#### What you should do
Reproduce word for word the lines between those holding "Target: tranquillised rhino" and "Target: rhino nostril", inclusive, and nothing else from the data below.

◆ ◆ ◆ ◆ ◆ ◆ ◆

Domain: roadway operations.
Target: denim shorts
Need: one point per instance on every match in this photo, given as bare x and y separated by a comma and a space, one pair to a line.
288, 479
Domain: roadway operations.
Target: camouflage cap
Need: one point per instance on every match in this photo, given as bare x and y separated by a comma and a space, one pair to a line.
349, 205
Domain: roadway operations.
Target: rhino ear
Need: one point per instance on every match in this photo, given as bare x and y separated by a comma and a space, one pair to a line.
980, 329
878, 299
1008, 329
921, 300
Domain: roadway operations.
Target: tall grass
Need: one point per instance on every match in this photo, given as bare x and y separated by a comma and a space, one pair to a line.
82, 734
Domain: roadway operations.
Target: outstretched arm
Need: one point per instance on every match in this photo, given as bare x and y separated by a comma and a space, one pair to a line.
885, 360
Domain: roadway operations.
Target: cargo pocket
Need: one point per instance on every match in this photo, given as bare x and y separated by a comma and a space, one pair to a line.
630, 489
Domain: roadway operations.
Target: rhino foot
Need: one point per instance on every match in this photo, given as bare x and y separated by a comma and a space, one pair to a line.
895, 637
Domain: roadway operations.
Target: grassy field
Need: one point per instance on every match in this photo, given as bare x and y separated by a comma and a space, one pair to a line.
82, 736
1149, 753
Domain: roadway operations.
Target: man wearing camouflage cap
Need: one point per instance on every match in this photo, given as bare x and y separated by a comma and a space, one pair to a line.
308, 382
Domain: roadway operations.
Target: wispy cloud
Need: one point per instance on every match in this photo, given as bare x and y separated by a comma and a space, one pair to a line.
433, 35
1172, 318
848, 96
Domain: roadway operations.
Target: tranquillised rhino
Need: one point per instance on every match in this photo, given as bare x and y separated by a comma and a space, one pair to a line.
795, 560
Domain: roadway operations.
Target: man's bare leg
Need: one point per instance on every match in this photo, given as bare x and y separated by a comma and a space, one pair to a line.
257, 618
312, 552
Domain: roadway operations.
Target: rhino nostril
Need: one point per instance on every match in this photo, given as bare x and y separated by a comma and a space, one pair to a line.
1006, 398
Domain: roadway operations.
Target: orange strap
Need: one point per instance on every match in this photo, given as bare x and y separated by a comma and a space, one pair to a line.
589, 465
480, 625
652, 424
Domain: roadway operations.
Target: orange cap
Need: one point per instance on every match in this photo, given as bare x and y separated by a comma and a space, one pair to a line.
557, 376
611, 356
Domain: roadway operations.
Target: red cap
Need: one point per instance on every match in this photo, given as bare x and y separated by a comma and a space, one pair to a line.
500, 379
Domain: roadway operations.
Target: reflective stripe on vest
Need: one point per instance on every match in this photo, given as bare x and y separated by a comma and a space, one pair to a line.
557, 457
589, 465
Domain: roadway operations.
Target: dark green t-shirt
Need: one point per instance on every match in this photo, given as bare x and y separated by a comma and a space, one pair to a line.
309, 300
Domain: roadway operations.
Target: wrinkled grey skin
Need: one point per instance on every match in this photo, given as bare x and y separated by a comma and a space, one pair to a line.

◆ ◆ ◆ ◆ ◆ ◆ ◆

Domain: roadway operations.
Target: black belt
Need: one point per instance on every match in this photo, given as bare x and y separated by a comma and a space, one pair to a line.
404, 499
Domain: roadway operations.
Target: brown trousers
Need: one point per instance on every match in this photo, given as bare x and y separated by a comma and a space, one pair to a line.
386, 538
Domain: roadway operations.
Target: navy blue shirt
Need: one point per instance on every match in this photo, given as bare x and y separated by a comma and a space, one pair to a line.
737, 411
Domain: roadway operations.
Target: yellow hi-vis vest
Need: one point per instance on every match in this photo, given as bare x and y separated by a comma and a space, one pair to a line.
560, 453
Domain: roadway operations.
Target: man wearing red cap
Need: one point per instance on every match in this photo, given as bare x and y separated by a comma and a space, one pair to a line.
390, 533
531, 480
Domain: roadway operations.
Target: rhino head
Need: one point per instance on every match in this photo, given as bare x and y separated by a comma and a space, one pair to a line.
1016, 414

◆ ◆ ◆ ◆ ◆ ◆ ◆

#### Task output
Target: tranquillised rhino
Need: one point per instance on every match in this photo, given as bare x and y separated by a comma and a space, one pair to a line.
795, 560
Domain: roadway operations.
Target: man's bare leg
Need: one point per instance on every match in this photo, given as bare x and y separated by a comma and a space, one pair to a line.
257, 618
312, 552
Domain: roadway operations.
Target: rhino nostril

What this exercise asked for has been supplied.